Task brief
Each line of the records is to be returned verbatim, with the images omitted.

Data records

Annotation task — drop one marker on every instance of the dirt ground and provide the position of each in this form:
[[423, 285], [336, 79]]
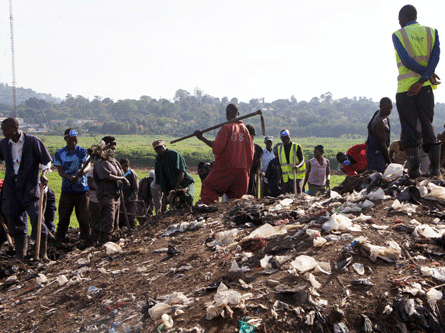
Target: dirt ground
[[143, 273]]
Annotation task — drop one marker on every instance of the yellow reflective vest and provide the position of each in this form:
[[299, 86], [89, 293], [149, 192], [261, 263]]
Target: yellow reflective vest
[[286, 169], [418, 42]]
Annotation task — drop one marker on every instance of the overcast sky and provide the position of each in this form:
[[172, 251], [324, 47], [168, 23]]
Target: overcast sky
[[245, 49]]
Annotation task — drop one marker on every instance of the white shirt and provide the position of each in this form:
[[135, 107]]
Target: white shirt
[[17, 151], [267, 157]]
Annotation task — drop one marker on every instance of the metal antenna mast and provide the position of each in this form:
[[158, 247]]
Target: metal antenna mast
[[14, 99]]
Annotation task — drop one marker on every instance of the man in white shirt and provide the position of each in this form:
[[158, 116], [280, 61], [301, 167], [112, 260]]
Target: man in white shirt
[[23, 154], [267, 157]]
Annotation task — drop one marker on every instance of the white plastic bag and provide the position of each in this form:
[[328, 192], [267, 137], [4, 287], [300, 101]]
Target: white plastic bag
[[158, 310], [376, 195], [113, 248], [393, 171], [304, 263]]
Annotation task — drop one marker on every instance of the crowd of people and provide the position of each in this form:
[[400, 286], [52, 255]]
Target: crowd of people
[[99, 188]]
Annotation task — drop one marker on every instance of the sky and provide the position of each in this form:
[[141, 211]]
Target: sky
[[230, 48]]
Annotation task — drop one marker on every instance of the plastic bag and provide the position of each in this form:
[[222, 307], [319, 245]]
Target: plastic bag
[[319, 241], [426, 231], [433, 296], [158, 310], [393, 171], [112, 248], [176, 298], [304, 263], [337, 222], [376, 195], [167, 320], [223, 238]]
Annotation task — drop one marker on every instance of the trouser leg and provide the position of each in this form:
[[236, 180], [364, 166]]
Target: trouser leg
[[156, 194], [94, 209], [214, 186], [66, 206], [240, 183], [83, 215], [107, 215]]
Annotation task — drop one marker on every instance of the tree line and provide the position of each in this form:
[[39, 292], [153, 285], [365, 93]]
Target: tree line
[[322, 116]]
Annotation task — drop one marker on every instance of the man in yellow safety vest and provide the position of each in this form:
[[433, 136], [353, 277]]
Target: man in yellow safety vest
[[292, 165], [417, 53]]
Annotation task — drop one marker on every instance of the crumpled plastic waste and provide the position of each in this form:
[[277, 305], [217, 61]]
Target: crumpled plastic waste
[[41, 278], [234, 268], [304, 263], [405, 207], [112, 248], [433, 295], [340, 222], [436, 272], [267, 231], [222, 300], [158, 310], [244, 327], [376, 195], [391, 253], [359, 268], [426, 231], [411, 193], [224, 238], [435, 192], [393, 171]]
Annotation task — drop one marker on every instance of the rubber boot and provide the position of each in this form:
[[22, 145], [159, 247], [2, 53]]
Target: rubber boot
[[413, 159], [43, 255], [434, 155], [21, 246]]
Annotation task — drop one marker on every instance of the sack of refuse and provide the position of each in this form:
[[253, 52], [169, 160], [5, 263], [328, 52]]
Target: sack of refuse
[[113, 248], [224, 238], [393, 171]]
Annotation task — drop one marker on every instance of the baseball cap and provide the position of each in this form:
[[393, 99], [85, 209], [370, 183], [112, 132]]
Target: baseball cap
[[284, 133], [158, 143]]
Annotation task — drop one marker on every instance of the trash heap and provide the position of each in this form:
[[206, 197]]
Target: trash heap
[[369, 257]]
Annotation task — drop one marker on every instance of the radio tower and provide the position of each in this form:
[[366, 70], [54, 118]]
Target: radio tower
[[14, 99]]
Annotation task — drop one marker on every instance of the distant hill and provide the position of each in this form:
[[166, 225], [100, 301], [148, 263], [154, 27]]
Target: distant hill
[[22, 95]]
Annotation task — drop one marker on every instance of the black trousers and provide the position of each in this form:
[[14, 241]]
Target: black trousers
[[413, 109]]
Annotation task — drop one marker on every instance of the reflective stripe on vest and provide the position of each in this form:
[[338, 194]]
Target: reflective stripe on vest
[[287, 168], [407, 77]]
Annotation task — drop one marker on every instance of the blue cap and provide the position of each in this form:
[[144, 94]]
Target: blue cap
[[284, 133]]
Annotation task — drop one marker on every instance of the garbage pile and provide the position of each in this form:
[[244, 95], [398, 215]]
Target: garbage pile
[[365, 258]]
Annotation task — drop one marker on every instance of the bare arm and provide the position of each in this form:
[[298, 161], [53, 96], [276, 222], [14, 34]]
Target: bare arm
[[306, 177], [66, 176], [380, 131], [180, 179], [201, 137]]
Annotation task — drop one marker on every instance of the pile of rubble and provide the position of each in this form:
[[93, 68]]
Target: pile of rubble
[[366, 258]]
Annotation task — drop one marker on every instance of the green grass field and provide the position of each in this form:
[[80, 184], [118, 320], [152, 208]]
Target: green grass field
[[133, 146], [55, 183]]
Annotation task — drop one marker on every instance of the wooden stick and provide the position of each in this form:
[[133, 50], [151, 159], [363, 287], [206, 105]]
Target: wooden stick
[[39, 223], [258, 112]]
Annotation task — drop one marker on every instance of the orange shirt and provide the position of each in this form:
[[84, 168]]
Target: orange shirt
[[233, 147]]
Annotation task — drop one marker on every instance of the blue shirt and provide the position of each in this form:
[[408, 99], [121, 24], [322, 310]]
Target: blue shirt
[[71, 163], [413, 65]]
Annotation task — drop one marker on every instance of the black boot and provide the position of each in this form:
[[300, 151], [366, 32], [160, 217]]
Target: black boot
[[434, 154], [21, 246], [43, 247], [413, 160]]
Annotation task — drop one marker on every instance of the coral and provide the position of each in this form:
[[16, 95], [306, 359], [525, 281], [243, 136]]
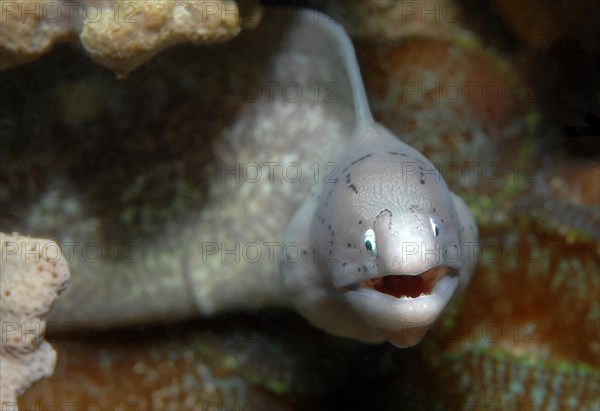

Solution for this problem
Annotation task — drop one marker on every instance of the dirt ground and provide the position of each in this form:
[[423, 285], [336, 79]]
Target: dirt ground
[[143, 273]]
Annotation task — drop one marker on every instance of the yellow reflective vest and provide the position of each in this form:
[[299, 86], [89, 293], [149, 192], [261, 263]]
Target: yellow reflective vest
[[286, 169], [418, 42]]
Annotation task — drop one marker on every instance of the overcast sky and provide the position of each in this form:
[[172, 251], [324, 47], [168, 23]]
Target: overcast sky
[[245, 49]]
Annotation task — drop one marker on every instance of the white shirt and provide the position of each in this form:
[[135, 107]]
Target: white shirt
[[17, 151], [267, 157]]
Annotation task — drop one marker on every instance of the metal antenna mast and provide the position of each in this form:
[[158, 247]]
Target: metal antenna mast
[[14, 99]]
Annotation task — drop one marker on every instance of the man in white shirt and provide the position of each in this form:
[[158, 116], [280, 61], [301, 167], [112, 260]]
Target: man in white shirt
[[23, 154], [267, 157]]
Annotation task — drop one marker on every instance of the white plastic bag and provide the position of each in this form:
[[328, 192], [267, 137], [4, 287], [300, 101]]
Target: white plastic bag
[[158, 310], [376, 195], [113, 248], [393, 171], [304, 263]]
Annotation task — drop one marker on every instance of the crowd of people and provide the position of each in this form:
[[400, 286], [52, 255]]
Target: crowd of people
[[99, 188]]
Annotation task — drop one marker on every instance of the sky and provide the position of each in this form:
[[141, 211]]
Target: sky
[[230, 48]]
Annotation task — drop one marker on every instance of the plastic bag and provide the position of each in this form:
[[222, 307], [319, 245]]
Target: plastic bag
[[319, 241], [426, 231], [433, 296], [158, 310], [393, 171], [112, 248], [176, 298], [304, 263], [337, 222], [376, 195], [167, 320], [223, 238]]
Annotation task — drop one marker on every instance of the trouser leg and provide the position of each in this form:
[[236, 180], [364, 166]]
Target: trouser leg
[[156, 194], [94, 209], [214, 186], [66, 206], [240, 183], [83, 215], [107, 215]]
Annotation task — drop one marker on every instance of the tree line and provide the position of each in this form:
[[39, 292], [153, 285], [365, 93]]
Target: tree line
[[322, 116]]
Annotation task — drop one marker on every instance of the man in yellow safety vest and provide the position of each in this form:
[[433, 136], [353, 277]]
Target: man in yellow safety vest
[[292, 165], [417, 53]]
Annotation task — drop one marker on every instance of the crumpled plastic waste and provide the position of each in this form:
[[277, 305], [217, 61]]
Target: crumpled plastic waste
[[41, 278], [234, 268], [304, 263], [405, 207], [112, 248], [433, 295], [340, 222], [436, 272], [267, 231], [222, 300], [158, 310], [244, 327], [376, 195], [391, 253], [359, 268], [426, 231], [411, 193], [224, 238], [435, 192], [393, 171]]
Annotation task — drop one marker on every instance of the rubber boot and provide the position of each in this form:
[[22, 145], [159, 247], [2, 53]]
Target: rubber boot
[[413, 159], [43, 255], [434, 155], [21, 246]]
Annotation task — drop one marker on every instance of the sack of refuse and provide the position of each in this form:
[[253, 52], [169, 160], [5, 263], [328, 52]]
Target: sack of refuse
[[113, 248], [224, 238], [393, 171]]
Annotation task — drop one marker on every instance of the baseball cap and provide the position of each in this form:
[[393, 99], [85, 209], [370, 183], [112, 132]]
Target: baseball cap
[[284, 133], [158, 143]]
Annotation task — drop one marker on every instance of the trash heap and provide the position of each in this form:
[[206, 197]]
Target: trash heap
[[369, 257]]
Annotation task — drop one marker on every instance of the radio tower and provide the position of each in this form:
[[366, 70], [54, 118]]
Target: radio tower
[[14, 99]]
Annotation task — drop one marker on every instance of the distant hill and provide the position of each in this form:
[[166, 225], [100, 301], [148, 263], [154, 27]]
Target: distant hill
[[22, 95]]
Annotation task — drop one marker on every instance of the black trousers and provide the position of each in this form:
[[14, 241]]
Target: black trousers
[[413, 109]]
Annotation task — drop one marker on every instance of the reflective stripe on vest and provide the position of each in this form:
[[338, 194]]
Target: reflective stripe on vest
[[287, 168], [407, 77]]
Annotation task — drop one marker on every instance of the blue cap and provide the position of each in this form:
[[144, 94]]
Target: blue cap
[[284, 133]]
Annotation task — drop one marker on every instance of the garbage pile and provide the position of each in this form:
[[244, 95], [398, 215]]
Target: garbage pile
[[365, 258]]
Annotation task — drop one marker on every instance of the bare arm and provide the position of each in this form:
[[298, 161], [53, 96], [276, 222], [14, 34]]
Target: bare arm
[[306, 177], [66, 176], [380, 131], [180, 179], [201, 137]]
Annotation task — drop one marker on every instance of the pile of rubble and provide the position of each in this form:
[[93, 68]]
Target: pile of rubble
[[366, 258]]
Annotation task — drop one marker on every instance of the green grass field and provide the position of each in this form:
[[80, 184], [118, 320], [152, 208]]
Target: green grass field
[[133, 146], [55, 183]]
Annotation task — drop one marker on every instance of the wooden stick and provide the position of each in this form:
[[133, 50], [151, 159], [363, 287], [206, 105]]
Target: wooden stick
[[39, 223], [258, 112]]
Annotation task — drop one marker on every instance of the orange shirt and provide the position of each in this form:
[[84, 168]]
Target: orange shirt
[[233, 147]]
Annotation task — drop one marker on every instance of the blue shirt and provide the position of each in this form:
[[408, 99], [121, 24], [322, 310]]
Target: blue shirt
[[71, 163], [413, 65]]
Annotation task — drop one marker on every instance of the black boot and provide the position of each in this form:
[[300, 151], [366, 32], [160, 217]]
Target: black boot
[[434, 154], [21, 246], [43, 247], [413, 160]]
Annotation task — drop one marker on every instance of the coral and provide the position of each in this form:
[[16, 95], [306, 359], [525, 281], [243, 136]]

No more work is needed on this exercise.